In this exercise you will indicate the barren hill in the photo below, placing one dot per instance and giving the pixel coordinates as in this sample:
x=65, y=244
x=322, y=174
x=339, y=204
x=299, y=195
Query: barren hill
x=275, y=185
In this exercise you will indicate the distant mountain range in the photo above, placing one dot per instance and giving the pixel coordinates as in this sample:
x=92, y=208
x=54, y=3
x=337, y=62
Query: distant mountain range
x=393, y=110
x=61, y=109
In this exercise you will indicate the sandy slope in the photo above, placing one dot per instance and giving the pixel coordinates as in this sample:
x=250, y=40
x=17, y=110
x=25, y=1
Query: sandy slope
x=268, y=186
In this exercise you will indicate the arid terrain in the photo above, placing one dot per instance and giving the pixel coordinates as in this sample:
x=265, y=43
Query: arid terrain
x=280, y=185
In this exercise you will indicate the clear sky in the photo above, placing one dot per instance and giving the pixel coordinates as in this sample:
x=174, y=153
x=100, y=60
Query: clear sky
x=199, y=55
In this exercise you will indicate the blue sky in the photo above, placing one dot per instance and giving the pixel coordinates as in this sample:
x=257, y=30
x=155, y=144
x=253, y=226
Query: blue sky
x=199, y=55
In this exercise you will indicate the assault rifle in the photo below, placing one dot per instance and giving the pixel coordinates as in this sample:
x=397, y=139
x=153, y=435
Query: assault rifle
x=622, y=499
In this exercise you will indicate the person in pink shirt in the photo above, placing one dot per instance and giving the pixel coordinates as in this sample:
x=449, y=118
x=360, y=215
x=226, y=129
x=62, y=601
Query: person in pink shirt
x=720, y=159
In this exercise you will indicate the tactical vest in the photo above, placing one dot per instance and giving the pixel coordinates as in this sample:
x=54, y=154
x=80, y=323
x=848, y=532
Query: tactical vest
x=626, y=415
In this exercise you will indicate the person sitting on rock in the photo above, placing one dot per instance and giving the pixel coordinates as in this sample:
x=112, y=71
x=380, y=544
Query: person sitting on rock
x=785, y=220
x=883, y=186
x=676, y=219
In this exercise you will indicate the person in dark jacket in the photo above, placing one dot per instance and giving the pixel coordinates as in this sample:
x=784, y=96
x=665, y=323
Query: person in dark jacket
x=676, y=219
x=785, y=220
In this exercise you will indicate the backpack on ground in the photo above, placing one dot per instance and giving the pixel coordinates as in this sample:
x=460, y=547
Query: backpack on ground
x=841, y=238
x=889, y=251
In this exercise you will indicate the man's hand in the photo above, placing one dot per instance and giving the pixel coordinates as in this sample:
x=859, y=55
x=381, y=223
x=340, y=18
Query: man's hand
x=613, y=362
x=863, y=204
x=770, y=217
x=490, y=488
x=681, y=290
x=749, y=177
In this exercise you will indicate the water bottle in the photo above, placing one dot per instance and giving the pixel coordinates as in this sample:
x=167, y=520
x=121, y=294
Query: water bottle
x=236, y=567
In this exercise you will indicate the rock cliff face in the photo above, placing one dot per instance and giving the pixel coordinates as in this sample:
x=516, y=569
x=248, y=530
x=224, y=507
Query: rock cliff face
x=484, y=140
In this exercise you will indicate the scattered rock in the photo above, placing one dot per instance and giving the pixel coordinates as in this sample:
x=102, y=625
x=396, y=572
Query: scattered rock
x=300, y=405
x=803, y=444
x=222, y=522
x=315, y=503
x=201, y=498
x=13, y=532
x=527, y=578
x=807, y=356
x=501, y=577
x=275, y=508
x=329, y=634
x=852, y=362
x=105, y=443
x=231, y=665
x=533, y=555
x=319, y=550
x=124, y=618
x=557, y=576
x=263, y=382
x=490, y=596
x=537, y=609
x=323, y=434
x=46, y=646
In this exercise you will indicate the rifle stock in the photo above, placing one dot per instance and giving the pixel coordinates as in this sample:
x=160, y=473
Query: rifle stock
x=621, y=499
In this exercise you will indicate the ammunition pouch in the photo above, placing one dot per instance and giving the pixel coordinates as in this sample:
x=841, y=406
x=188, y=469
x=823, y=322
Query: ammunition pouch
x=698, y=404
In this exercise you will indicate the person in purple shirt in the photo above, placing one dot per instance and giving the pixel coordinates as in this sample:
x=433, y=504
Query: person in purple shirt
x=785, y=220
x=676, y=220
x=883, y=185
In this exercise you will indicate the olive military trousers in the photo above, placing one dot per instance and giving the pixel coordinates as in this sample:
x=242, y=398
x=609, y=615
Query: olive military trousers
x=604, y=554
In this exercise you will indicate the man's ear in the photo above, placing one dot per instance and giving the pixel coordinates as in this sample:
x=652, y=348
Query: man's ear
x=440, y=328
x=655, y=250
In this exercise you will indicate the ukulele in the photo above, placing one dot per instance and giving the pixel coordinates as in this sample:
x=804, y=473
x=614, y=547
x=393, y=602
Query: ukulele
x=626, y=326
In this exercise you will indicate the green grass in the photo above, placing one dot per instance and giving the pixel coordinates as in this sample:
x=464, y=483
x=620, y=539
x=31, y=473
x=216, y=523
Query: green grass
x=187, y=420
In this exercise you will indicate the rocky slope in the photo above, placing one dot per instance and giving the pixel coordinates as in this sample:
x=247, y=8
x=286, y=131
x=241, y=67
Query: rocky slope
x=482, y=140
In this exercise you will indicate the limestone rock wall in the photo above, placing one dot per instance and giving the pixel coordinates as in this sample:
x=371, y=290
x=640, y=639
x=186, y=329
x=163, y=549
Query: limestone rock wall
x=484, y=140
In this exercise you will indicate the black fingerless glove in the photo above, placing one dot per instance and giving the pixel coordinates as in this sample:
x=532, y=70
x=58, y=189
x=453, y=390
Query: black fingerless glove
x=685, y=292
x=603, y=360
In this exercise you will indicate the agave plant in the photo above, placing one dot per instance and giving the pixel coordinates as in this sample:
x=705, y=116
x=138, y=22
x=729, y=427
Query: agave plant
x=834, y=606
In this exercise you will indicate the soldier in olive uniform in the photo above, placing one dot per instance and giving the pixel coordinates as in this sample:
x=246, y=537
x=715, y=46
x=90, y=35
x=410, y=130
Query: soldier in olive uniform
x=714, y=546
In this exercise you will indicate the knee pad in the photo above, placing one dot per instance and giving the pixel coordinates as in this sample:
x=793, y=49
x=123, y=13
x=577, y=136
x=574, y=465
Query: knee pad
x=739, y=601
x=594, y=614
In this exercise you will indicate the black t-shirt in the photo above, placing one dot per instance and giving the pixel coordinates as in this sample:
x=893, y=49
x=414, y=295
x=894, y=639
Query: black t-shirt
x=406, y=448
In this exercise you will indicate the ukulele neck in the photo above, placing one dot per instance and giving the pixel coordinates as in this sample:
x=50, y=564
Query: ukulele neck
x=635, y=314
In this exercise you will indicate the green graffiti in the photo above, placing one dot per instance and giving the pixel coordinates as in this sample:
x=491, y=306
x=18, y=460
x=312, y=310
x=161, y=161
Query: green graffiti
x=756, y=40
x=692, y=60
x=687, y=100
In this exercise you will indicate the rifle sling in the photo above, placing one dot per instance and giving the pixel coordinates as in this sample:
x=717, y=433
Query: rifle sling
-----
## Task to carry out
Reproduce all of the material above with "pixel coordinates" switched to "image coordinates" wherever it appears. Keep everything else unchanged.

## Worked answer
In this exercise you will indicate the barren hill in the photo below, placing one dot per instance and giving the image coordinates as in this sample:
x=65, y=244
x=322, y=174
x=339, y=204
x=299, y=195
Query: barren hill
x=275, y=185
In this exercise you will indicate the distant mountain range in the photo above, placing one dot per instance and giving the image coordinates as in this sample:
x=92, y=208
x=54, y=3
x=337, y=62
Query: distant mountain range
x=393, y=110
x=61, y=109
In this exercise you will indicate the sandy slope in the photo above, placing one dot per instance and giving the image coordinates as in this sample:
x=250, y=40
x=17, y=110
x=25, y=1
Query: sandy slope
x=268, y=186
In this exercise you will indicate the arid terrain in the photo above, placing one dot per instance and giving the image coordinates as in this sample:
x=265, y=43
Query: arid terrain
x=280, y=185
In this exercise you will indicate the clear sky in the photo above, placing one dot per instance and giving the image coordinates as in this sample:
x=174, y=153
x=100, y=60
Query: clear sky
x=199, y=55
In this exercise you will indicate the blue sky in the photo above, placing one dot per instance and giving the image coordinates as in this sample:
x=257, y=30
x=155, y=144
x=253, y=226
Query: blue sky
x=199, y=55
In this exercise you will indicate the assault rifle in the photo below, placing one dot per instance and giving the image coordinates as in this sample:
x=397, y=139
x=153, y=435
Query: assault rifle
x=622, y=499
In this exercise you will indicate the person in pink shirt in the photo above, placing one dot per instance and giving the image coordinates as in this sample:
x=449, y=118
x=360, y=215
x=226, y=129
x=62, y=601
Query: person in pink shirt
x=720, y=159
In this exercise you will indicate the tactical vest in the photo above, placing one dot per instance and giving the image coordinates as in this sample:
x=54, y=154
x=80, y=323
x=848, y=532
Query: tactical vest
x=626, y=415
In this exercise you will indicate the person sitting on rock in the photo above, placing one dot per instance and giving the image coordinates as in this sample:
x=112, y=71
x=380, y=544
Query: person sitting on rock
x=785, y=220
x=883, y=186
x=676, y=219
In this exercise you will indicate the person in dark jacket in the photo above, placing one dot per instance and giving the image coordinates as in this sample:
x=784, y=96
x=665, y=323
Query: person in dark jacket
x=676, y=219
x=785, y=220
In this exercise you will indicate the backpack on ground in the photo above, placing one dot per instance and giving the image coordinates as in this sample:
x=460, y=547
Query: backpack on ground
x=841, y=238
x=889, y=251
In this exercise you will indicate the man's hand in the photo above, placing one dot per instance and giving the image coordinates as in this sample:
x=859, y=55
x=381, y=223
x=340, y=18
Query: man's hand
x=613, y=362
x=863, y=204
x=770, y=217
x=490, y=488
x=681, y=290
x=749, y=177
In this exercise you will indicate the water bottle in the photo above, placing one dot per instance and giving the image coordinates as in this sample:
x=167, y=520
x=121, y=294
Query: water bottle
x=236, y=567
In this exercise you will indicate the rock cliff face in the photo above, placing one dot per instance and giving the image coordinates as in this sample:
x=516, y=569
x=248, y=530
x=224, y=507
Query: rock cliff face
x=484, y=140
In this exercise you will indicate the scattered rock in the photo above, placing one dot per instance and giving the image coordinates as in this sample:
x=102, y=625
x=396, y=572
Query: scattered rock
x=300, y=405
x=803, y=444
x=222, y=522
x=315, y=503
x=201, y=498
x=13, y=532
x=527, y=578
x=807, y=356
x=501, y=577
x=275, y=508
x=329, y=634
x=852, y=362
x=105, y=443
x=231, y=665
x=533, y=555
x=319, y=550
x=124, y=618
x=557, y=576
x=263, y=382
x=490, y=596
x=537, y=609
x=323, y=434
x=46, y=646
In this exercise you will indicate the rifle stock in the photo above, placing one dot per instance and giving the image coordinates as in this sample:
x=160, y=473
Query: rifle stock
x=621, y=499
In this exercise you will indicate the ammunition pouch in the photo above, placing one dot per instance and giving the image coordinates as in this sample:
x=841, y=406
x=188, y=469
x=823, y=322
Query: ammunition pouch
x=698, y=404
In this exercise you will indicate the person in purple shirt in the photo above, placing one dot per instance and giving the image coordinates as in this sample:
x=433, y=504
Query: person in purple shirt
x=785, y=220
x=676, y=220
x=883, y=185
In this exercise you will indicate the olive military trousers in the photo above, placing one dot per instance and giving the image coordinates as in this sample:
x=242, y=398
x=609, y=615
Query: olive military trousers
x=604, y=554
In this exercise you will indicate the man's ear in the photo above, placing one dot per instance and giving the image coordinates as in this sample:
x=652, y=348
Query: man's ear
x=440, y=328
x=655, y=250
In this exercise you will indicate the ukulele in the photo above, placing one dot per instance and giving the image coordinates as in this sample:
x=804, y=473
x=614, y=547
x=393, y=602
Query: ukulele
x=626, y=326
In this exercise you will indicate the green grass in the photo above, placing one dot per instance and giving the image coordinates as in this sample:
x=464, y=483
x=620, y=539
x=31, y=473
x=216, y=523
Query: green grass
x=187, y=420
In this exercise you will indicate the rocky slope in the photo above, placing one dot per instance and giving the image coordinates as in this sample:
x=247, y=8
x=286, y=131
x=241, y=67
Query: rocky slope
x=482, y=140
In this exercise you will indicate the limestone rock wall in the photo above, placing one dot per instance and giving the image coordinates as in this sample:
x=371, y=290
x=640, y=639
x=186, y=329
x=163, y=549
Query: limestone rock wall
x=484, y=140
In this exercise you will indicate the black fingerless glove in the photo above, placing one dot per instance and giving the image coordinates as in this sample:
x=532, y=70
x=58, y=189
x=453, y=390
Query: black fingerless glove
x=685, y=292
x=603, y=360
In this exercise you will indicate the agave plant in the photo above, placing one dot per instance and giving the image coordinates as in this sample:
x=705, y=116
x=138, y=22
x=729, y=427
Query: agave plant
x=834, y=606
In this exercise you will indicate the soldier in olive uniform in the photo above, placing one dot per instance and giving the image coordinates as in this sample:
x=246, y=537
x=715, y=46
x=90, y=35
x=410, y=130
Query: soldier in olive uniform
x=714, y=546
In this exercise you will indicate the knee pad in the photo above, placing one dot per instance and giving the image coordinates as in this sample:
x=793, y=49
x=123, y=13
x=577, y=136
x=574, y=465
Query: knee pad
x=739, y=601
x=594, y=614
In this exercise you will indicate the black t-shirt in the photo above, placing one dot per instance and giving the image coordinates as in this sample:
x=893, y=49
x=414, y=295
x=894, y=639
Query: black t-shirt
x=406, y=448
In this exercise you will indicate the ukulele neck in the photo above, placing one dot per instance and giving the image coordinates as in this sample:
x=50, y=564
Query: ukulele neck
x=635, y=314
In this exercise you will indicate the green graffiti in the photo above, placing one dot per instance and giving the image coordinates as in this sample:
x=491, y=306
x=18, y=460
x=312, y=310
x=161, y=161
Query: green graffiti
x=756, y=40
x=692, y=60
x=687, y=100
In this exercise you will indicate the rifle sling in the photo above, placing one dot per instance and giving the image coordinates as in this sample:
x=717, y=433
Query: rifle sling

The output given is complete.